● **Task details**: Repeat the records given below in full, with no changes.

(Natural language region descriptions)

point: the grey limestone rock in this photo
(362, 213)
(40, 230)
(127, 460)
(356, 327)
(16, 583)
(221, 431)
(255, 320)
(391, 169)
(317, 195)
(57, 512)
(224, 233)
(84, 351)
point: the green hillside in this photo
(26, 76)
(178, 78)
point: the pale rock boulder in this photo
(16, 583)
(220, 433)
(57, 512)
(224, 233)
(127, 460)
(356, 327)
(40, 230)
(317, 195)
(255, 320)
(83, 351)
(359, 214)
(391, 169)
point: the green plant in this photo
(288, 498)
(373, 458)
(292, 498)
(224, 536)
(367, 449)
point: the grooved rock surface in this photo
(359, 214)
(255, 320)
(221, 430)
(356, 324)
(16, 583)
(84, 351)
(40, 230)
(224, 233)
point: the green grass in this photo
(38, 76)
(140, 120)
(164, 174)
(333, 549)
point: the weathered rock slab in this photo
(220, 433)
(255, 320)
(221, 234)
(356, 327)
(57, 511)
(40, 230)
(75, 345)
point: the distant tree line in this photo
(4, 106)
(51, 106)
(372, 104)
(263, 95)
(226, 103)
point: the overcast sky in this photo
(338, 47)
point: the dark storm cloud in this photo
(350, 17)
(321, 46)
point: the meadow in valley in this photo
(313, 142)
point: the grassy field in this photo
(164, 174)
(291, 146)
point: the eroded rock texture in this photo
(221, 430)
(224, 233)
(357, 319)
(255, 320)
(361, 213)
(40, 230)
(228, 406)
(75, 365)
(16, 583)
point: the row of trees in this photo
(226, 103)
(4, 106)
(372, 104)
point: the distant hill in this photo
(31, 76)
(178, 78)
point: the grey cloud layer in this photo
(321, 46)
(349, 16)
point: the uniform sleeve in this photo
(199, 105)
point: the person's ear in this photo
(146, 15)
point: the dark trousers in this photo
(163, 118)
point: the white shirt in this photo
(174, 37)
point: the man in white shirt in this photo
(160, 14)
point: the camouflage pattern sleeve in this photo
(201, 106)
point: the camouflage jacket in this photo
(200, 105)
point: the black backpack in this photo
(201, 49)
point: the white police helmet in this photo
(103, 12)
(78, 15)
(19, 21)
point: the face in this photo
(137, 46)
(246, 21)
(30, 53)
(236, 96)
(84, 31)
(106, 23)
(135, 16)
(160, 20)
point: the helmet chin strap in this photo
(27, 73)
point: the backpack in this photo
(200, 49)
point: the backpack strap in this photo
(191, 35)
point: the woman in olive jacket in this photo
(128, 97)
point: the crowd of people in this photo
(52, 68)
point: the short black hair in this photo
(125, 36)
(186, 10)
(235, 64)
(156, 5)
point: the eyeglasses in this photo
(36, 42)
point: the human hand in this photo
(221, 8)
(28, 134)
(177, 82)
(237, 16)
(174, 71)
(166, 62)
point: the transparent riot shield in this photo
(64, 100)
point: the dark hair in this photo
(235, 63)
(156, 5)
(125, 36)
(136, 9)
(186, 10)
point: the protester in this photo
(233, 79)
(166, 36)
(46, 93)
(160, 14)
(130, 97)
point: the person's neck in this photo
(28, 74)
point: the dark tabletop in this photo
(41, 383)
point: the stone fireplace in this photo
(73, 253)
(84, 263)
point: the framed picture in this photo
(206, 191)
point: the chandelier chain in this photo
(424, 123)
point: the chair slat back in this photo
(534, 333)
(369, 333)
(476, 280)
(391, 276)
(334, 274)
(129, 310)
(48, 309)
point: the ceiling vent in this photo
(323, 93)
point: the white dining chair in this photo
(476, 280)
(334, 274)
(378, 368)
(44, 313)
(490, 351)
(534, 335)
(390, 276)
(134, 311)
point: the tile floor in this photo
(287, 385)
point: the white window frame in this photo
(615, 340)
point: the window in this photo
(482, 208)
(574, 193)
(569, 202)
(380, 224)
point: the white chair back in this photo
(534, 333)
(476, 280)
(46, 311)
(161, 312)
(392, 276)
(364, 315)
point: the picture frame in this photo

● **Solved problem**:
point: the grey limestone rock in this photo
(362, 213)
(40, 230)
(127, 460)
(356, 327)
(16, 583)
(221, 431)
(255, 320)
(391, 169)
(317, 195)
(57, 512)
(224, 233)
(84, 351)
point: the green hillside in this photo
(26, 76)
(178, 78)
point: the pale rock boulder in this photo
(16, 583)
(220, 433)
(57, 512)
(224, 233)
(127, 460)
(356, 327)
(40, 230)
(317, 195)
(255, 320)
(83, 351)
(359, 214)
(391, 169)
point: the green plant in this photo
(288, 498)
(373, 458)
(292, 498)
(224, 536)
(367, 449)
point: the grooved rock surface in this photo
(359, 214)
(255, 320)
(221, 430)
(356, 324)
(16, 583)
(84, 351)
(40, 230)
(224, 233)
point: the green grass in this photo
(38, 76)
(140, 120)
(164, 174)
(333, 549)
point: the weathered rock slab in this photo
(220, 433)
(255, 320)
(221, 234)
(356, 327)
(57, 511)
(40, 230)
(75, 345)
point: the distant tree line in this photo
(4, 106)
(51, 106)
(372, 104)
(263, 95)
(226, 103)
point: the overcast sky in this photo
(338, 47)
point: the dark storm cloud in this photo
(350, 17)
(321, 46)
point: the meadow in valley in this photo
(313, 142)
point: the grassy field in this photo
(164, 174)
(291, 146)
point: the eroded rock texture in this photo
(221, 430)
(224, 233)
(357, 319)
(255, 320)
(361, 213)
(40, 230)
(228, 406)
(75, 365)
(16, 583)
point: the row of trees in this photo
(226, 103)
(4, 106)
(372, 104)
point: the distant hill in this photo
(31, 76)
(178, 78)
point: the grey cloud layer in this photo
(321, 46)
(349, 16)
point: the uniform sleeve in this photo
(199, 105)
point: the person's ear in this photo
(146, 15)
point: the dark trousers in this photo
(163, 118)
point: the white shirt in this photo
(174, 37)
point: the man in white shirt in this photo
(160, 14)
point: the camouflage pattern sleeve in this photo
(201, 106)
point: the camouflage jacket in this photo
(200, 105)
point: the black backpack in this photo
(201, 49)
point: the white police helmet in this photo
(103, 12)
(78, 15)
(19, 21)
point: the face in this photo
(137, 46)
(246, 21)
(30, 53)
(236, 96)
(84, 31)
(106, 23)
(135, 16)
(160, 20)
point: the helmet chin strap in this photo
(27, 73)
point: the backpack in this photo
(200, 49)
point: the backpack strap in this photo
(191, 35)
point: the woman in olive jacket in this photo
(128, 97)
point: the crowd of people in this photo
(52, 68)
point: the short black hair in this photo
(125, 36)
(186, 10)
(235, 64)
(156, 5)
point: the eyeglasses in this photo
(36, 42)
point: the human hand in this photo
(221, 8)
(28, 134)
(177, 82)
(237, 16)
(174, 71)
(166, 62)
point: the transparent riot shield in this photo
(64, 100)
point: the dark hair in this photo
(235, 63)
(156, 5)
(125, 36)
(136, 9)
(186, 10)
point: the protester in this photo
(233, 79)
(166, 36)
(46, 93)
(160, 14)
(130, 97)
point: the person's neck in this photo
(28, 74)
point: the dark tabletop in this photo
(41, 383)
point: the stone fireplace in this photo
(73, 253)
(84, 263)
point: the framed picture in this photo
(206, 191)
point: the chandelier chain in this photo
(424, 123)
point: the chair slat back in this photo
(534, 333)
(369, 333)
(476, 280)
(391, 276)
(334, 274)
(129, 310)
(48, 309)
point: the ceiling vent in this photo
(323, 93)
point: the white dining chair in this photo
(476, 280)
(334, 274)
(378, 368)
(44, 313)
(490, 351)
(534, 335)
(390, 276)
(134, 311)
point: the tile floor in this photo
(287, 385)
point: the white window frame in this photo
(615, 340)
point: the window in this photo
(482, 208)
(574, 193)
(569, 202)
(380, 224)
point: the white chair back in this photo
(534, 333)
(476, 280)
(46, 311)
(161, 312)
(392, 276)
(364, 315)
point: the picture frame in this photo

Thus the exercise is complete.